*EXERCISE REQUIREMENTS*.
Could you set down the full listing, unchanged?

*RECORDED DATA*.
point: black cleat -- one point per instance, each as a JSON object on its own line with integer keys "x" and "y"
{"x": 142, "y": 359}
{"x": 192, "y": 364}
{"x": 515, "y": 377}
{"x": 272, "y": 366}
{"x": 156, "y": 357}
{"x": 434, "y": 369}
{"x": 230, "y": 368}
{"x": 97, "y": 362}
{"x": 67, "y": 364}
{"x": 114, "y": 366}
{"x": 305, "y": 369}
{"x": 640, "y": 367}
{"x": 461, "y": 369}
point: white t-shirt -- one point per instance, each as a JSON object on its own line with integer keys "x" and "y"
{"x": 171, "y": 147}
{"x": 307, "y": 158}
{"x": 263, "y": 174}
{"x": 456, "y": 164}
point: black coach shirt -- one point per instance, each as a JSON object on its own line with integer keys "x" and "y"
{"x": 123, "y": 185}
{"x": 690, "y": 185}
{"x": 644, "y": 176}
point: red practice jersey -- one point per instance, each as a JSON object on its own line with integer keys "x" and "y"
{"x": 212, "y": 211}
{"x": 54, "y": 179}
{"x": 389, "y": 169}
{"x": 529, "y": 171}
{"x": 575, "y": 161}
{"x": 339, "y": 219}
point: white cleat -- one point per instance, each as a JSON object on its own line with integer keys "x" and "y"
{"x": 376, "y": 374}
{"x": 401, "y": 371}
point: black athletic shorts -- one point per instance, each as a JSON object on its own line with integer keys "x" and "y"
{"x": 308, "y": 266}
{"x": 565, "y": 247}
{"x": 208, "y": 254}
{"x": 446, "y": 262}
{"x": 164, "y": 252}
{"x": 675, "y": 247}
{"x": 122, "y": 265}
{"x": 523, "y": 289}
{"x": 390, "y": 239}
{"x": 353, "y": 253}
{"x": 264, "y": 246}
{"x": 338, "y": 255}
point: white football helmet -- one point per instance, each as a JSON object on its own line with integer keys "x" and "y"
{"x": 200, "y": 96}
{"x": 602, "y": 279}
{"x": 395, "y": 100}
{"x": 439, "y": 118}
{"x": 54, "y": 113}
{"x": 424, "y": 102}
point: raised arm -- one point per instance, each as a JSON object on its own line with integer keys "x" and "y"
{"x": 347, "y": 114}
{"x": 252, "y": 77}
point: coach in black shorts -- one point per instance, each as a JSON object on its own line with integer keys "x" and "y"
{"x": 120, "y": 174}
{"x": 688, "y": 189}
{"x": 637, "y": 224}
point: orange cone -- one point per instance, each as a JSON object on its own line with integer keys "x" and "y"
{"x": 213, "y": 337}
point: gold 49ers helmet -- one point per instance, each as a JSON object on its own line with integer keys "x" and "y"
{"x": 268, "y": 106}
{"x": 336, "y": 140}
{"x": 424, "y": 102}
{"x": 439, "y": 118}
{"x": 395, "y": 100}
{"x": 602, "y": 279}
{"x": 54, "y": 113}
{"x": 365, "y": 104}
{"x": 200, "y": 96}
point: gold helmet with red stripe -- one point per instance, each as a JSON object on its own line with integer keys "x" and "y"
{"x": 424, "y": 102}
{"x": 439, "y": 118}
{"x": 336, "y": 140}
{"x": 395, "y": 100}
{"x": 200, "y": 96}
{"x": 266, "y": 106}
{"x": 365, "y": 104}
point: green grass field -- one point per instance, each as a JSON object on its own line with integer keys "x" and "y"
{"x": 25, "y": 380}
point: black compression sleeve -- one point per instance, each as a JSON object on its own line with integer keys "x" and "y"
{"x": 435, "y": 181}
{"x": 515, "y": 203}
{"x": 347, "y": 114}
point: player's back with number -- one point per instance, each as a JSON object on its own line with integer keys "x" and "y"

*TASK OUTPUT*.
point: black cleat -- one point per instance, each as a JSON object on its own line with integer keys "x" and "y"
{"x": 142, "y": 359}
{"x": 192, "y": 364}
{"x": 515, "y": 377}
{"x": 272, "y": 366}
{"x": 156, "y": 357}
{"x": 434, "y": 369}
{"x": 230, "y": 368}
{"x": 97, "y": 362}
{"x": 67, "y": 364}
{"x": 114, "y": 366}
{"x": 305, "y": 369}
{"x": 640, "y": 367}
{"x": 461, "y": 369}
point: white t-shirt -- one point per instance, each as a JSON object on its own line with integer keys "x" and "y"
{"x": 171, "y": 147}
{"x": 307, "y": 158}
{"x": 263, "y": 174}
{"x": 456, "y": 164}
point: black coach shirt -- one point per instance, each as a JSON object on its own line with integer keys "x" and "y"
{"x": 123, "y": 185}
{"x": 690, "y": 185}
{"x": 644, "y": 176}
point: red practice jersey -- one point per instance, each as a JSON object on its own line with integer keys "x" and "y"
{"x": 212, "y": 211}
{"x": 54, "y": 179}
{"x": 389, "y": 169}
{"x": 529, "y": 171}
{"x": 575, "y": 161}
{"x": 339, "y": 219}
point: white cleat -- one point per instance, each as a JSON object on its own line with integer keys "x" and "y"
{"x": 376, "y": 374}
{"x": 401, "y": 371}
point: black athletic shorts -- one point per instance, each as a JSON object on its own line with integer keys "x" and "y"
{"x": 308, "y": 266}
{"x": 565, "y": 247}
{"x": 208, "y": 254}
{"x": 446, "y": 262}
{"x": 164, "y": 252}
{"x": 675, "y": 247}
{"x": 122, "y": 265}
{"x": 523, "y": 289}
{"x": 390, "y": 239}
{"x": 353, "y": 253}
{"x": 264, "y": 246}
{"x": 338, "y": 255}
point: white football helmet -- one point per instance, each as a JSON object on its own line with integer keys "x" and "y"
{"x": 200, "y": 96}
{"x": 602, "y": 279}
{"x": 395, "y": 100}
{"x": 439, "y": 118}
{"x": 54, "y": 113}
{"x": 424, "y": 102}
point: raised arm -- one point per instance, each as a JSON object on its own line with integer keys "x" and "y"
{"x": 347, "y": 114}
{"x": 252, "y": 77}
point: coach in black shorts -- one point per instance, each as a JSON object on its own line with integer keys "x" and "y"
{"x": 120, "y": 174}
{"x": 688, "y": 189}
{"x": 637, "y": 224}
point: orange cone -- one point per instance, each as a JSON object on its own line with integer keys "x" and "y"
{"x": 213, "y": 337}
point: gold 49ers helmet -- one point per instance, each as a JSON object on its own line with integer keys "x" and "y"
{"x": 268, "y": 106}
{"x": 336, "y": 140}
{"x": 424, "y": 102}
{"x": 439, "y": 118}
{"x": 395, "y": 100}
{"x": 602, "y": 279}
{"x": 54, "y": 113}
{"x": 365, "y": 104}
{"x": 200, "y": 96}
point: gold helmet with red stripe -- one point per instance, each as a JSON object on its own line with integer keys "x" and "y"
{"x": 424, "y": 102}
{"x": 439, "y": 118}
{"x": 336, "y": 140}
{"x": 395, "y": 100}
{"x": 200, "y": 96}
{"x": 266, "y": 106}
{"x": 365, "y": 104}
point: green grass field -- one point per instance, each as a JSON object on its own line with integer keys "x" and "y"
{"x": 25, "y": 380}
point: black compression sleeve -- one point per instance, each as a JSON object on its own line with integer keys "x" and "y"
{"x": 435, "y": 181}
{"x": 515, "y": 203}
{"x": 347, "y": 114}
point: player's back with number -- one point per instance, each as a JSON object on its own line with integer keys "x" and "y"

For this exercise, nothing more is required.